> [Task details] Copy all the entries below with every "Pointer output" changed to "Predicted points", keeping everything else as it is.

> [Records shown]
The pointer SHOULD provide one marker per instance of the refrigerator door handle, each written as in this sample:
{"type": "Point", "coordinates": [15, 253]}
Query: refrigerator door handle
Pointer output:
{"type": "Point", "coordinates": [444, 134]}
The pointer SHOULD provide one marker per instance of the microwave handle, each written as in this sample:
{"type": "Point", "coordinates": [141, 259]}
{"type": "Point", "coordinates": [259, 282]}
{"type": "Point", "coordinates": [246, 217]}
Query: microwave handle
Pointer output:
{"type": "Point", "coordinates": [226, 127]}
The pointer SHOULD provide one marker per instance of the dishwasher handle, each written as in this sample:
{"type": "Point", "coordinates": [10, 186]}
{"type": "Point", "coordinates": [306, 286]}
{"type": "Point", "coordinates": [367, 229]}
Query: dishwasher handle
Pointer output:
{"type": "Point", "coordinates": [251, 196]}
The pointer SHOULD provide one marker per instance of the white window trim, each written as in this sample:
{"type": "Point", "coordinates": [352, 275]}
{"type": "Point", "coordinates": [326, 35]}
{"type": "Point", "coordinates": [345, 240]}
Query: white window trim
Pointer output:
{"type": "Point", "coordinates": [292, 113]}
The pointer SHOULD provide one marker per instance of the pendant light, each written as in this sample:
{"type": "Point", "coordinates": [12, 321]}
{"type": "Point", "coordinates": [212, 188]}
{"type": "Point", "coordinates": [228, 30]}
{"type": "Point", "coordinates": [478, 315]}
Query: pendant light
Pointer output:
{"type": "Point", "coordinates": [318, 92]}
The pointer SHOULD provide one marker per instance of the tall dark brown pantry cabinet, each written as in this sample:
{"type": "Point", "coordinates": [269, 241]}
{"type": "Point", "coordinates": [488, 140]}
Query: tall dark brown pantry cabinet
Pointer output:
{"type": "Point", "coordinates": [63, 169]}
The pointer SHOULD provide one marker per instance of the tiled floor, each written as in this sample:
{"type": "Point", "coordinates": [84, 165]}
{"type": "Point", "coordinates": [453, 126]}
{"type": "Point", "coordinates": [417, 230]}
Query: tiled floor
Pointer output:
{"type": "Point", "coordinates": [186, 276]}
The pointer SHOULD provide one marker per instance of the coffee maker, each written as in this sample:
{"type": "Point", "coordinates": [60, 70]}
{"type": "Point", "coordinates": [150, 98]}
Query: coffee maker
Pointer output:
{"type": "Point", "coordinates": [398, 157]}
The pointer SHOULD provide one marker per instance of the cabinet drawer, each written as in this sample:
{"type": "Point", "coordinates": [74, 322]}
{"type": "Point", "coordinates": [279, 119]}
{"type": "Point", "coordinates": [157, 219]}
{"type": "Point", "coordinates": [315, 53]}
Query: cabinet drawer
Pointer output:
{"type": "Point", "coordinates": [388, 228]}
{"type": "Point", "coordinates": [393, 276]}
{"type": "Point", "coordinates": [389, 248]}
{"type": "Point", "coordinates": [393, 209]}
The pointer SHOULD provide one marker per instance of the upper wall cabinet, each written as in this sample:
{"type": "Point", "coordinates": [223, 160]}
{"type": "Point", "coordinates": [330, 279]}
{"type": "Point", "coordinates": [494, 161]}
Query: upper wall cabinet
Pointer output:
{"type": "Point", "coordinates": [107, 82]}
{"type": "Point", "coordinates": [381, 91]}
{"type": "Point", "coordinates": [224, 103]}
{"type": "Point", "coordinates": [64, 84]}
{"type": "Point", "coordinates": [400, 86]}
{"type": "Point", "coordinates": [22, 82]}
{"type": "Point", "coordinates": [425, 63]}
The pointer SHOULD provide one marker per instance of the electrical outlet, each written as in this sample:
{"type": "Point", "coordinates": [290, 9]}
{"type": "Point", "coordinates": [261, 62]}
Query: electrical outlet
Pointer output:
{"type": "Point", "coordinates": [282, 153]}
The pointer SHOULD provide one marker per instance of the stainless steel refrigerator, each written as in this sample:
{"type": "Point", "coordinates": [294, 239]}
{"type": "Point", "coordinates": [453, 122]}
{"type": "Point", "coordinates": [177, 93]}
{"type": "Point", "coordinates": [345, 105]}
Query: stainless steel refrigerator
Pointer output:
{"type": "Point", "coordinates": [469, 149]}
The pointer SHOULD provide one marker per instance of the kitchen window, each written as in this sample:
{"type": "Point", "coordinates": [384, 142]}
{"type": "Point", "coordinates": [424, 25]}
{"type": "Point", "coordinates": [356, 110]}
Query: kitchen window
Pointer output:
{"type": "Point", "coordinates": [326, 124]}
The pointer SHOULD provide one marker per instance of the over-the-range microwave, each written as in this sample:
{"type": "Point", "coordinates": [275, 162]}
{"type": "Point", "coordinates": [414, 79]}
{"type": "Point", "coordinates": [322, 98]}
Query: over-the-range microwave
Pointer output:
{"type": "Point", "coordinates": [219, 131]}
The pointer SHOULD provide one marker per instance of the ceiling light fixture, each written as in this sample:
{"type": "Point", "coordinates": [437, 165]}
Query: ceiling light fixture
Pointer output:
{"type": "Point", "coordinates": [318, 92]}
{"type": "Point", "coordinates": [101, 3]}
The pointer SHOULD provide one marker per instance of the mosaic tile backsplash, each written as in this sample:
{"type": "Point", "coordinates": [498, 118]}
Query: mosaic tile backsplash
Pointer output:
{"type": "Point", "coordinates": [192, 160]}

> [Complete answer]
The pointer SHOULD provide one marker per instance of the refrigerator door handle, each written as in this sample:
{"type": "Point", "coordinates": [15, 253]}
Query: refrigerator door handle
Predicted points:
{"type": "Point", "coordinates": [444, 134]}
The pointer SHOULD provide one marker per instance of the microwave handle, each written as in this sample:
{"type": "Point", "coordinates": [141, 259]}
{"type": "Point", "coordinates": [259, 282]}
{"type": "Point", "coordinates": [246, 217]}
Query: microwave handle
Predicted points:
{"type": "Point", "coordinates": [226, 127]}
The pointer SHOULD provide one marker per instance of the dishwasher handle, each written as in this sample:
{"type": "Point", "coordinates": [10, 186]}
{"type": "Point", "coordinates": [306, 286]}
{"type": "Point", "coordinates": [367, 229]}
Query: dishwasher handle
Predicted points:
{"type": "Point", "coordinates": [251, 196]}
The pointer SHOULD provide one marker per instance of the white window trim, each written as in this sample:
{"type": "Point", "coordinates": [352, 275]}
{"type": "Point", "coordinates": [326, 35]}
{"type": "Point", "coordinates": [345, 240]}
Query: white window trim
Predicted points:
{"type": "Point", "coordinates": [292, 113]}
The pointer SHOULD provide one marker per instance of the pendant light, each written as in this sample:
{"type": "Point", "coordinates": [12, 321]}
{"type": "Point", "coordinates": [212, 188]}
{"type": "Point", "coordinates": [228, 30]}
{"type": "Point", "coordinates": [478, 315]}
Query: pendant light
Predicted points:
{"type": "Point", "coordinates": [318, 92]}
The pointer SHOULD provide one marker per instance of the tall dark brown pantry cabinet, each written as in this sample:
{"type": "Point", "coordinates": [269, 241]}
{"type": "Point", "coordinates": [488, 140]}
Query: tall dark brown pantry cabinet
Predicted points:
{"type": "Point", "coordinates": [63, 169]}
The pointer SHOULD provide one marker per instance of the tiled floor, each written as in this sample:
{"type": "Point", "coordinates": [84, 165]}
{"type": "Point", "coordinates": [453, 126]}
{"type": "Point", "coordinates": [417, 230]}
Query: tiled floor
Predicted points:
{"type": "Point", "coordinates": [186, 276]}
The pointer SHOULD provide one marker per instance of the coffee maker, each written as in this sample:
{"type": "Point", "coordinates": [60, 70]}
{"type": "Point", "coordinates": [150, 98]}
Query: coffee maker
Predicted points:
{"type": "Point", "coordinates": [398, 157]}
The pointer SHOULD provide one marker per instance of the cabinet drawer, each written as in this sample:
{"type": "Point", "coordinates": [74, 322]}
{"type": "Point", "coordinates": [279, 119]}
{"type": "Point", "coordinates": [157, 219]}
{"type": "Point", "coordinates": [315, 53]}
Query: cabinet drawer
Predicted points:
{"type": "Point", "coordinates": [388, 228]}
{"type": "Point", "coordinates": [393, 276]}
{"type": "Point", "coordinates": [389, 248]}
{"type": "Point", "coordinates": [393, 209]}
The pointer SHOULD provide one marker per instance of the upper wall cabinet, each written as in this sample:
{"type": "Point", "coordinates": [223, 160]}
{"type": "Point", "coordinates": [330, 279]}
{"type": "Point", "coordinates": [494, 161]}
Query: upper wall cabinet
Predicted points:
{"type": "Point", "coordinates": [107, 82]}
{"type": "Point", "coordinates": [381, 91]}
{"type": "Point", "coordinates": [224, 103]}
{"type": "Point", "coordinates": [64, 84]}
{"type": "Point", "coordinates": [400, 86]}
{"type": "Point", "coordinates": [22, 82]}
{"type": "Point", "coordinates": [425, 63]}
The pointer SHOULD provide one marker per instance of the electrical outlet, each written as in this sample:
{"type": "Point", "coordinates": [290, 9]}
{"type": "Point", "coordinates": [261, 62]}
Query: electrical outlet
Predicted points:
{"type": "Point", "coordinates": [282, 153]}
The pointer SHOULD provide one marker per instance of the stainless steel refrigerator, each written as in this sample:
{"type": "Point", "coordinates": [294, 239]}
{"type": "Point", "coordinates": [453, 122]}
{"type": "Point", "coordinates": [177, 93]}
{"type": "Point", "coordinates": [345, 105]}
Query: stainless steel refrigerator
Predicted points:
{"type": "Point", "coordinates": [469, 149]}
The pointer SHOULD provide one marker per instance of the kitchen window, each written as in this sample:
{"type": "Point", "coordinates": [384, 142]}
{"type": "Point", "coordinates": [424, 25]}
{"type": "Point", "coordinates": [356, 110]}
Query: kitchen window
Predicted points:
{"type": "Point", "coordinates": [326, 124]}
The pointer SHOULD provide one marker per instance of the over-the-range microwave, each written as in this sample:
{"type": "Point", "coordinates": [275, 162]}
{"type": "Point", "coordinates": [414, 79]}
{"type": "Point", "coordinates": [322, 98]}
Query: over-the-range microwave
Predicted points:
{"type": "Point", "coordinates": [219, 131]}
The pointer SHOULD provide one marker per instance of the ceiling light fixture, each written as in this sample:
{"type": "Point", "coordinates": [437, 165]}
Query: ceiling light fixture
Predicted points:
{"type": "Point", "coordinates": [318, 92]}
{"type": "Point", "coordinates": [101, 3]}
The pointer SHOULD provide one marker per instance of the mosaic tile backsplash, each written as in this sample:
{"type": "Point", "coordinates": [498, 118]}
Query: mosaic tile backsplash
Predicted points:
{"type": "Point", "coordinates": [192, 160]}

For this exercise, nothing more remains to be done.